***** The input *****

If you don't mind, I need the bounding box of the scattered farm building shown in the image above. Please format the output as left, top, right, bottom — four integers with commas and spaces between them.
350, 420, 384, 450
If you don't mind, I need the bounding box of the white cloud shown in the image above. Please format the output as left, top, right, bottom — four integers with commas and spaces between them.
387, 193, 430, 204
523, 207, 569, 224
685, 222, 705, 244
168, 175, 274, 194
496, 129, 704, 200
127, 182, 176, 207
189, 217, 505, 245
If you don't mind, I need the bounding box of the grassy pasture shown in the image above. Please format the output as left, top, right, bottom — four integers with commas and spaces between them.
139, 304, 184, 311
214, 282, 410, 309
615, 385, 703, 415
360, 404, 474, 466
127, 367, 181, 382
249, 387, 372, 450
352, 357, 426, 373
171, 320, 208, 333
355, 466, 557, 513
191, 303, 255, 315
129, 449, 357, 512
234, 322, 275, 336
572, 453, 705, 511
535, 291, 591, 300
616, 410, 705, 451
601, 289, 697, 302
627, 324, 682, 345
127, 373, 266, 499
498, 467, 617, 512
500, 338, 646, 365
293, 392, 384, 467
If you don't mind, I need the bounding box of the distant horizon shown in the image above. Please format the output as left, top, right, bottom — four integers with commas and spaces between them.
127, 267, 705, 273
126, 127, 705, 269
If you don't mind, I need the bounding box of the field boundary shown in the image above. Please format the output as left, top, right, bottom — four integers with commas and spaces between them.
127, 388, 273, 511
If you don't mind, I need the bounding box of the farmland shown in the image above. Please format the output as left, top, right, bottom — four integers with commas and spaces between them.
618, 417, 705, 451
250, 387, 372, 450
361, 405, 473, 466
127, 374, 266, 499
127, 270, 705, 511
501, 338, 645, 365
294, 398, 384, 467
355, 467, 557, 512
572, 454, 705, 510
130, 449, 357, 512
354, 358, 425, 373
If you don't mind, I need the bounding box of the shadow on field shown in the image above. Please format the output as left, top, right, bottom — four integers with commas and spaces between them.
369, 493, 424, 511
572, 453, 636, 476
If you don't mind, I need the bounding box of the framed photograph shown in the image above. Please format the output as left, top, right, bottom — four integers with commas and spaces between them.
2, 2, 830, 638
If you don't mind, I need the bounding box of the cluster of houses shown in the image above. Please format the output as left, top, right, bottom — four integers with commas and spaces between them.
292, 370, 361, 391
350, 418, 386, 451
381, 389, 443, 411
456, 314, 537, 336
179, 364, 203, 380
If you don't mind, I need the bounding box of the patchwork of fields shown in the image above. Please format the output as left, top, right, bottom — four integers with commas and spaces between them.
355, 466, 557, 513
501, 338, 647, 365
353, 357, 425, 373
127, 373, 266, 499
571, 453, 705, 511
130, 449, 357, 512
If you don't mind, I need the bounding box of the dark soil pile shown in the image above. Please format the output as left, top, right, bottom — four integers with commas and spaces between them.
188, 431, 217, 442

*****

*Short task:* Update the rows above by changing every "bounding box" to "enclosing box" and leaving all other text as it is.

*Result of this task:*
If you don't mind, I need the enclosing box of the scattered farm building shown in the image above. Please format the output as left, top, right, bottom — four integers with commas and spaces between them.
350, 420, 384, 450
If you don't mind, I need the enclosing box of the white cloud shown in the image above. Please format the output as left, top, right, bottom — four integers with commas and spaces between them.
387, 193, 430, 204
523, 207, 569, 224
685, 222, 705, 244
168, 175, 274, 194
496, 129, 704, 200
127, 182, 176, 207
189, 217, 505, 245
If you don't mind, I need the enclosing box of the grassy pasture shown in the image above. Please format the output as left, top, right, bottom — four integers with commas and spaces between them.
139, 304, 184, 311
214, 282, 410, 309
615, 385, 703, 415
360, 404, 474, 466
127, 367, 181, 382
249, 387, 372, 450
352, 357, 426, 373
171, 320, 208, 333
355, 466, 557, 513
191, 303, 255, 315
129, 449, 357, 512
234, 322, 275, 336
572, 453, 705, 511
535, 291, 591, 300
616, 410, 705, 451
601, 289, 697, 302
627, 324, 682, 345
127, 373, 266, 499
498, 467, 617, 512
500, 338, 646, 365
293, 392, 384, 467
If you don't mind, I need the enclosing box of the distant horizon shown in the image above. Please format the output as left, top, right, bottom — four integers with commas and spaces between them.
127, 267, 705, 273
126, 127, 705, 269
If you don't mind, I need the enclosing box of the field boundary shown in the image above. Please format the output as left, top, right, bottom — four integers with commas and spaces between them.
127, 388, 273, 511
If you don't mind, I need the enclosing box of the farmland shown in the image above. Please format the output as left, top, right, bottom — four integers with commas and spaces between them.
618, 417, 705, 451
250, 387, 372, 450
361, 405, 473, 466
127, 374, 266, 499
127, 270, 705, 511
501, 338, 645, 365
294, 398, 384, 467
355, 467, 557, 512
572, 454, 705, 510
130, 449, 357, 512
354, 358, 425, 373
If you don't mind, I need the enclosing box of the shadow on field shown in the image above. Please format the output as left, top, right, bottom — four integers with commas and spaces between them.
369, 493, 424, 511
572, 453, 636, 476
If you don't mind, I need the enclosing box of the framed photograph shown in the image above. Please format the output as left, top, right, bottom — four integers with commas and spaces between them.
2, 2, 830, 638
If you don't mind, I need the enclosing box of the cluster of houses shown in the image above. Please format the output as left, top, right, bottom — four integers with commas and spaces between them.
292, 370, 361, 391
350, 418, 386, 451
381, 389, 443, 411
456, 314, 537, 336
179, 364, 203, 380
If you don't mind, I need the enclosing box of the patchwork of fields shown in the image above. Please format the output as left, top, right, bottom — four integers with commas and spaces between them.
355, 466, 557, 513
501, 338, 647, 365
353, 357, 425, 373
127, 373, 266, 499
571, 453, 705, 511
130, 449, 357, 512
If you don't mind, I need the enclosing box of the dark soil pile shown in the image above. Please format the output as left, top, right, bottom — four integers with commas and spaces between them.
188, 431, 217, 442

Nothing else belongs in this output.